One of the striking features of how concern over global warming has
risen to the top of our political agenda is the extraordinary
unanimity with which it has been taken up by our political
establishment.

Lord Lawson: the science is far from settled or understood

Not only have our main political parties unquestioningly accepted the
more extreme claims of the threat posed by global warming, as
exemplified by the Treasury's Stern Review or Al Gore's alarmist film.
Our politicians have similarly endorsed without a murmur all the steps
now being taken to avert this predicted catastrophe - which, if
carried through, can only mean a dramatic transformation in our way of
life.

Only one senior political figure in Britain has dared stand apart from
this stifling orthodoxy: Nigel Lawson, now Lord Lawson of Blaby, who
as Margaret Thatcher's Chancellor presided over the renaissance of our
economy in the 1980s.

In 2005 Lord Lawson played an influential part in shaping a report on
The Economics of Climate Change by the Lords economic affairs
committee. It stood out as a measured but often critical appraisal
both of the science behind orthodox global warming theory and of the
political response to it.

In 2006, in a lecture to the Centre for Policy Studies, Lord Lawson
gave a more personal view of one of the overriding political issues of
our time, which he has now expanded into a book, An Appeal To Reason:
A Cool Look At Global Warming. His timing is impeccable. On one hand,
we are just starting to appreciate the colossal cost of the measures
being taken to meet the European Union's target of a 60 per cent cut
in our CO2 emissions in the next four decades, ranging from plans to
spend hundreds of billions of pounds on wind turbines to the EU's
emissions trading scheme, already costing us billions through our
electricity bills.

→ **Given records**:

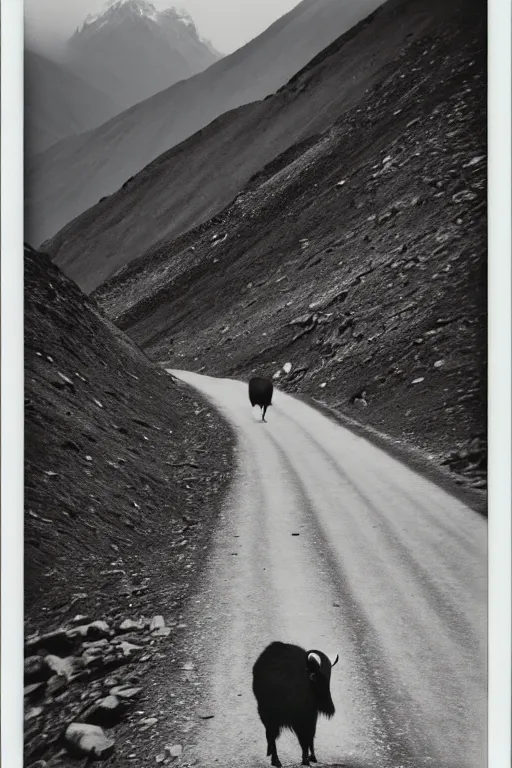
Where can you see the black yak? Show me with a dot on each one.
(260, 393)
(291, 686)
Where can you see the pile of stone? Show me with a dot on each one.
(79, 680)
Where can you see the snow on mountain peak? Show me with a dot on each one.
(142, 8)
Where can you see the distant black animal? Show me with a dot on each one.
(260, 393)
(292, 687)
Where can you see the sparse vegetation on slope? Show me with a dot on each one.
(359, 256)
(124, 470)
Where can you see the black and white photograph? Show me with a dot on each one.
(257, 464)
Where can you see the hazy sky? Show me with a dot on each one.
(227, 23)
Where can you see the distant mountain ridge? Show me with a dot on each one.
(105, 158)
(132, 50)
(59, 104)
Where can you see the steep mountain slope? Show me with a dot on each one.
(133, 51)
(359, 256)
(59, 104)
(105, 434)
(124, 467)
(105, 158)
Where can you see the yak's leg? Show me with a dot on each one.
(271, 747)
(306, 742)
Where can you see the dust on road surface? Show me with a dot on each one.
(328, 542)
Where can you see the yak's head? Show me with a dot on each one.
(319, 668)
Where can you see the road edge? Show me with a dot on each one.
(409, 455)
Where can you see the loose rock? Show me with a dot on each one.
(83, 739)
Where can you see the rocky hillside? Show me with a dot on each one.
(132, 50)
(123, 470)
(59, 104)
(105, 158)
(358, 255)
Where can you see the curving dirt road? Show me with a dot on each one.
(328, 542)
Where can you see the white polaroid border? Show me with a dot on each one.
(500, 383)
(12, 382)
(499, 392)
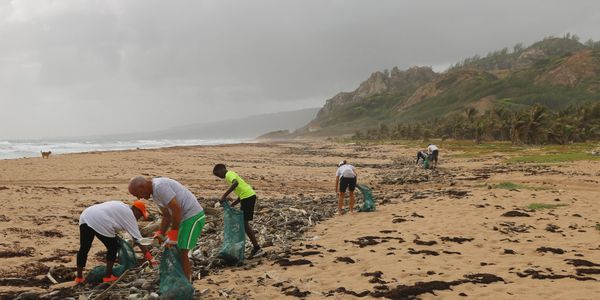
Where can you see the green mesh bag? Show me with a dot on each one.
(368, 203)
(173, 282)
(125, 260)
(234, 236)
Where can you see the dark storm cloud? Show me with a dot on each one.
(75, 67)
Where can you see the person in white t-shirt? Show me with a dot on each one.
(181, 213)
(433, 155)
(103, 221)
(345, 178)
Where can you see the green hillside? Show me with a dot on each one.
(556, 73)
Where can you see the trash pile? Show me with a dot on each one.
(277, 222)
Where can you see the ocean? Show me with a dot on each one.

* * *

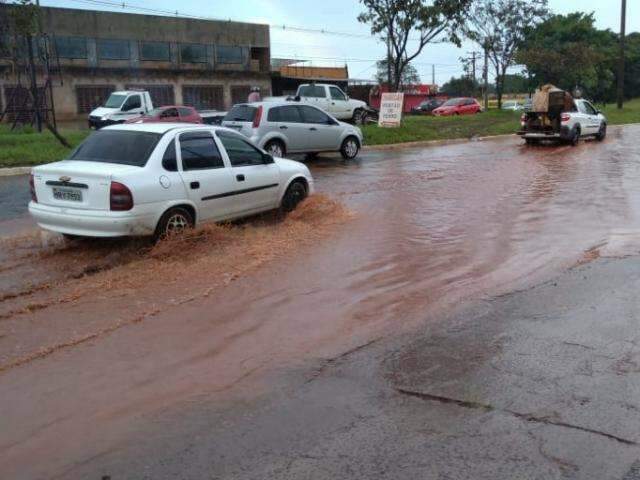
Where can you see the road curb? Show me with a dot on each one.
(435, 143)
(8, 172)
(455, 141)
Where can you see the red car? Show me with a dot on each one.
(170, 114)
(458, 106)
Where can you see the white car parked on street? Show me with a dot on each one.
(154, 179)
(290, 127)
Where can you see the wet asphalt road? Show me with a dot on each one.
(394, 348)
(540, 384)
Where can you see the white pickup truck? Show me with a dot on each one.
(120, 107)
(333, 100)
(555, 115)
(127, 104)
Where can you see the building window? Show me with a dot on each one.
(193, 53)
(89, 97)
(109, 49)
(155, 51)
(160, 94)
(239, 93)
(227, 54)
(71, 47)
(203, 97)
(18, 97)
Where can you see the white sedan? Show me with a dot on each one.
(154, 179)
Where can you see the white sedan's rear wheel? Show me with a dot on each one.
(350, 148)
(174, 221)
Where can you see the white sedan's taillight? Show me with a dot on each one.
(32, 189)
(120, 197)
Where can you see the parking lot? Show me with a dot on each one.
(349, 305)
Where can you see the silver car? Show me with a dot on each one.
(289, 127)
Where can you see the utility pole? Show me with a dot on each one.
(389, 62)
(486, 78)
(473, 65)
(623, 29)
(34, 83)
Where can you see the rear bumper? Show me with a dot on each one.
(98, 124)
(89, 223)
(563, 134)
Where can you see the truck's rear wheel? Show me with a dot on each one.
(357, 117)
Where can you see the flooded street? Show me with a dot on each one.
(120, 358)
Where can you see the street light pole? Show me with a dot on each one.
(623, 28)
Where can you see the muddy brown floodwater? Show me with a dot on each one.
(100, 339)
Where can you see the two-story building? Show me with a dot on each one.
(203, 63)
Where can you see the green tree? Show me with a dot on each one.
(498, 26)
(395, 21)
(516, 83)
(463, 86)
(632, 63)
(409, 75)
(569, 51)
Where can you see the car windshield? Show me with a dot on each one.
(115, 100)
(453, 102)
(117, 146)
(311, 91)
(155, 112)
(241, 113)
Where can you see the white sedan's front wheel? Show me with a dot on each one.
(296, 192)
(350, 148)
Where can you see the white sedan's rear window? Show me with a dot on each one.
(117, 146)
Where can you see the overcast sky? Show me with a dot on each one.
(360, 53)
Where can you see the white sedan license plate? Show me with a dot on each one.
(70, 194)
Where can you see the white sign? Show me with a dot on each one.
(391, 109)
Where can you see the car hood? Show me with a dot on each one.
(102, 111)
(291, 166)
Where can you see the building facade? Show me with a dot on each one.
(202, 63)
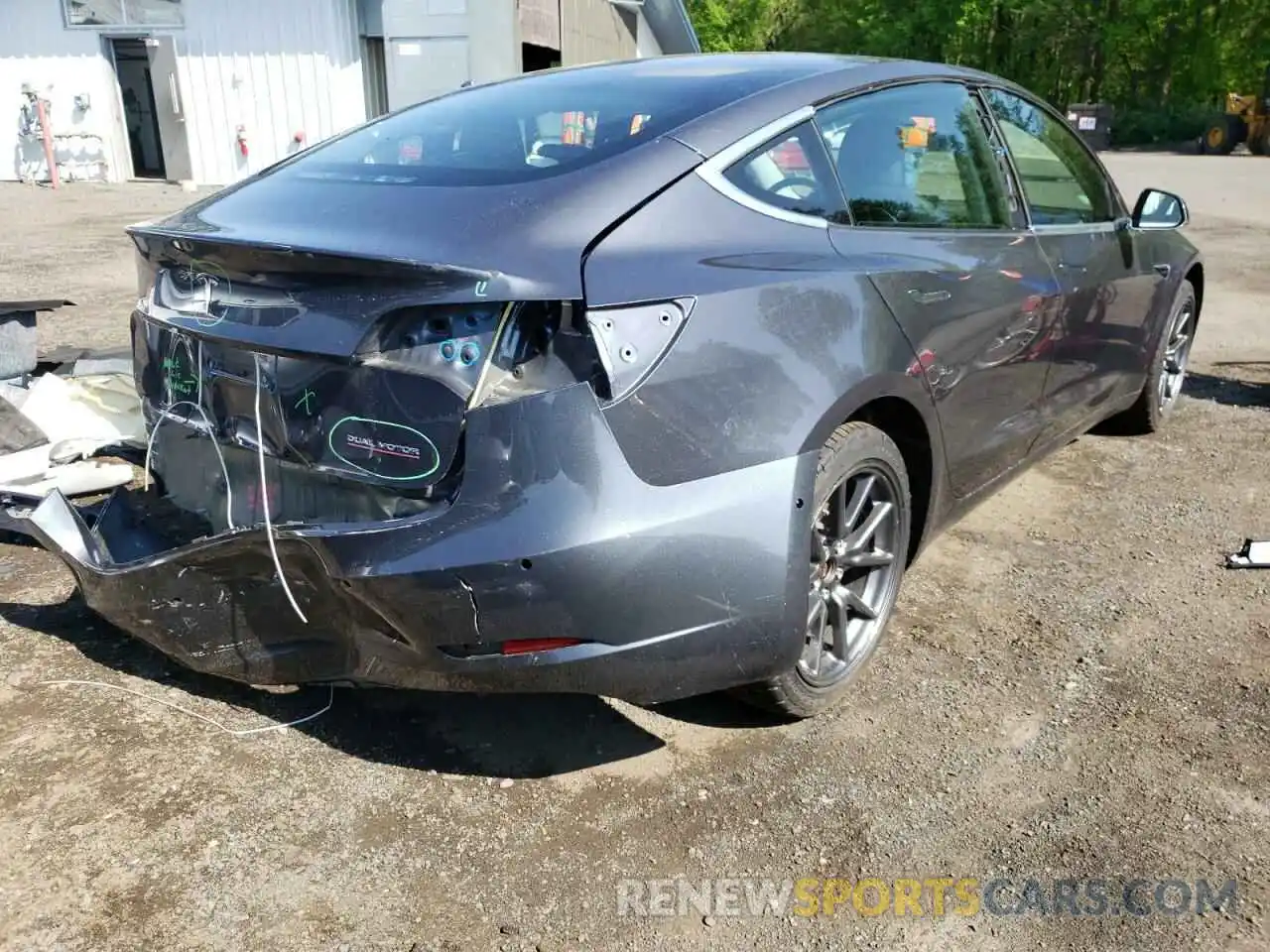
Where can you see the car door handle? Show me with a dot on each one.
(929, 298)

→ **Work instructions**:
**1.** Transcribe the passage about Lord Lawson and global warming, starting at "Only one senior" and ending at "in the 1980s.".
**2.** From the records above, pick out every line that contains the word "sedan" and copy each one in full.

→ **Task-by-task results**:
**1.**
Only one senior political figure in Britain has dared stand apart from
this stifling orthodoxy: Nigel Lawson, now Lord Lawson of Blaby, who
as Margaret Thatcher's Chancellor presided over the renaissance of our
economy in the 1980s.

**2.**
Where can you see the white sedan? Show me with a dot on each one.
Where can you see the white sedan's rear wheel? Show me with a dot on each one.
Where can you see the white sedan's taillight? Show me with a dot on each one.
Where can you see the white sedan's front wheel? Show me with a dot on each one.
Where can you see the white sedan's rear window? Show me with a dot on each one.
Where can you see the white sedan license plate? Show me with a dot on each one.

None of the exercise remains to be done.